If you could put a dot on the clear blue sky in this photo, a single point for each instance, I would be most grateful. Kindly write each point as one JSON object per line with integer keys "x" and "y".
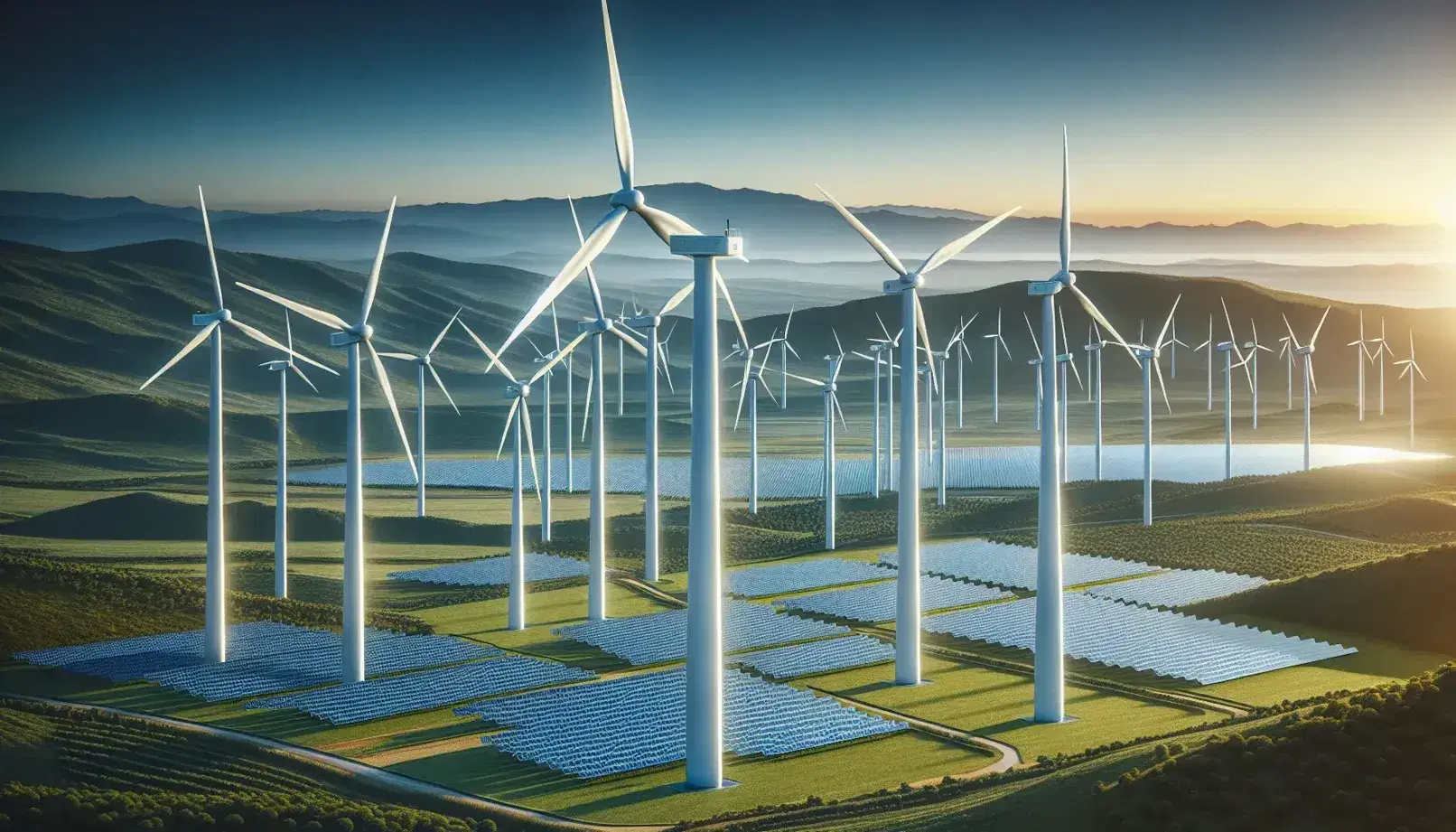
{"x": 1327, "y": 111}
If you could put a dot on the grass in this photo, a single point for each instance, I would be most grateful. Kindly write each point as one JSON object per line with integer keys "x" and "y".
{"x": 657, "y": 796}
{"x": 994, "y": 704}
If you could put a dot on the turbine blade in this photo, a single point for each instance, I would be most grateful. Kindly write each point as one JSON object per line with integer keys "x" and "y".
{"x": 394, "y": 408}
{"x": 442, "y": 335}
{"x": 870, "y": 237}
{"x": 182, "y": 353}
{"x": 371, "y": 287}
{"x": 621, "y": 127}
{"x": 596, "y": 240}
{"x": 211, "y": 252}
{"x": 510, "y": 414}
{"x": 561, "y": 354}
{"x": 492, "y": 356}
{"x": 956, "y": 247}
{"x": 449, "y": 398}
{"x": 270, "y": 341}
{"x": 326, "y": 318}
{"x": 294, "y": 368}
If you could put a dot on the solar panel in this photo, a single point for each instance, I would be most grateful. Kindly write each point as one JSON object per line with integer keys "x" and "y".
{"x": 817, "y": 656}
{"x": 1013, "y": 566}
{"x": 425, "y": 689}
{"x": 797, "y": 575}
{"x": 877, "y": 602}
{"x": 663, "y": 636}
{"x": 1127, "y": 636}
{"x": 639, "y": 722}
{"x": 497, "y": 572}
{"x": 1177, "y": 587}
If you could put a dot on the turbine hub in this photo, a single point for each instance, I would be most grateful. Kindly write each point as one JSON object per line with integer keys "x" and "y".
{"x": 630, "y": 199}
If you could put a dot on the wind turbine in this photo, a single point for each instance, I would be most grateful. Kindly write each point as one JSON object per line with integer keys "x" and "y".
{"x": 1410, "y": 365}
{"x": 961, "y": 354}
{"x": 1209, "y": 346}
{"x": 753, "y": 378}
{"x": 704, "y": 710}
{"x": 996, "y": 340}
{"x": 1308, "y": 351}
{"x": 281, "y": 366}
{"x": 211, "y": 323}
{"x": 1037, "y": 365}
{"x": 1148, "y": 356}
{"x": 516, "y": 418}
{"x": 657, "y": 363}
{"x": 908, "y": 285}
{"x": 350, "y": 337}
{"x": 1362, "y": 356}
{"x": 421, "y": 365}
{"x": 1254, "y": 369}
{"x": 830, "y": 410}
{"x": 784, "y": 361}
{"x": 1050, "y": 681}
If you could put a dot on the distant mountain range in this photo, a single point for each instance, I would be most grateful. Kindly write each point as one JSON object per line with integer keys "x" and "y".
{"x": 777, "y": 226}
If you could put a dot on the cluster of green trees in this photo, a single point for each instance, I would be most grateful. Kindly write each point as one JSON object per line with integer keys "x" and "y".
{"x": 1379, "y": 760}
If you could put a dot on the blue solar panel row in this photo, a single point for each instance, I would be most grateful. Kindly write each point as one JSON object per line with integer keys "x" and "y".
{"x": 877, "y": 602}
{"x": 663, "y": 636}
{"x": 497, "y": 572}
{"x": 817, "y": 656}
{"x": 1177, "y": 587}
{"x": 638, "y": 722}
{"x": 1142, "y": 639}
{"x": 1013, "y": 566}
{"x": 376, "y": 698}
{"x": 798, "y": 575}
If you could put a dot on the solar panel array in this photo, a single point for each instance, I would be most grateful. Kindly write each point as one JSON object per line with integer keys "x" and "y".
{"x": 262, "y": 658}
{"x": 817, "y": 656}
{"x": 1008, "y": 565}
{"x": 663, "y": 636}
{"x": 1177, "y": 587}
{"x": 639, "y": 722}
{"x": 408, "y": 692}
{"x": 1125, "y": 636}
{"x": 497, "y": 572}
{"x": 797, "y": 477}
{"x": 778, "y": 579}
{"x": 877, "y": 602}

------

**The task:** Reproduce the material word for word, starting at the line containing "If you could put a dot on the solar panel array" and continuing through the end of the material, both ends included.

**Output for this exercise:**
If you could put a dot on the solar panel array in this photo, a single point for each instance, I would be most grateful. Kindly write each point as one JSON object per line with integer keys "x" and "y".
{"x": 262, "y": 658}
{"x": 817, "y": 656}
{"x": 1008, "y": 565}
{"x": 663, "y": 636}
{"x": 1177, "y": 587}
{"x": 639, "y": 722}
{"x": 408, "y": 692}
{"x": 1125, "y": 636}
{"x": 497, "y": 572}
{"x": 797, "y": 477}
{"x": 778, "y": 579}
{"x": 877, "y": 602}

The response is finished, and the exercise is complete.